Provided text below:

After Tommy Fury defeated Jake Paul in February 2023 in Saudi Arabia, both Paul and Fury expressed interest in an immediate rematch. In March however, reports stated that Paul and his team were planning on having a bout with Floyd Mayweather Jr. and KSI before they rematch Fury.

On April 12, it was announced that Paul would return to the ring against mixed martial arts fighter Nate Diaz in an eight-round bout which would mark the latter's professional boxing debut. In June, it was announced that the bout would be increased to 10 rounds after both parties agreed to the change of terms via social media. The bout was fought in a catchweight of 185 lbs, with 10-ounce gloves.

End of Provided text.

• **Your objective**: Return the passage on Jake Paul's boxing bouts verbatim from "After Tommy Fury" to "they rematch Fury.".

Stored data below:

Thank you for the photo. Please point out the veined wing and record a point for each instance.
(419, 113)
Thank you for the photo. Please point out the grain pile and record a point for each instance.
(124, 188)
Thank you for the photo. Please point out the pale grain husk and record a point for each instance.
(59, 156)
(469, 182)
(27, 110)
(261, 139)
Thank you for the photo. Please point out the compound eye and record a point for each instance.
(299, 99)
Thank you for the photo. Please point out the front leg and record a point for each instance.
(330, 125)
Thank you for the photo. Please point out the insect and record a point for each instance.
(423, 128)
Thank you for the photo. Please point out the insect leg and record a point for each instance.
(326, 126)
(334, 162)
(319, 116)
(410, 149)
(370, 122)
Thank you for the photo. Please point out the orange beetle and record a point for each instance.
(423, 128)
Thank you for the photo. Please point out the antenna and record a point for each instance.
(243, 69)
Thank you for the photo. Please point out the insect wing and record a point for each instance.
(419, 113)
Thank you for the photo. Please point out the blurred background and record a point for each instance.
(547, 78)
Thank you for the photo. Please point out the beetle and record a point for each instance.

End of Stored data.
Stored data below:

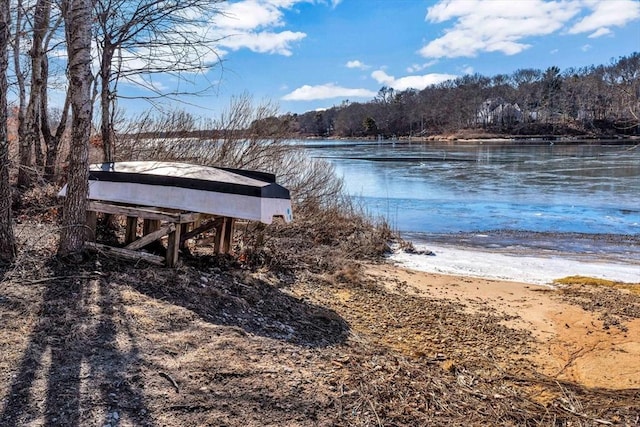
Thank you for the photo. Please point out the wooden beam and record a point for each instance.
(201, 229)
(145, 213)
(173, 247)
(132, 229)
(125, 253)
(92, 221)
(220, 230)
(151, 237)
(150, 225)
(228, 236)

End of Stored data.

• **Expected output**:
After Tommy Fury defeated Jake Paul in February 2023 in Saudi Arabia, both Paul and Fury expressed interest in an immediate rematch. In March however, reports stated that Paul and his team were planning on having a bout with Floyd Mayweather Jr. and KSI before they rematch Fury.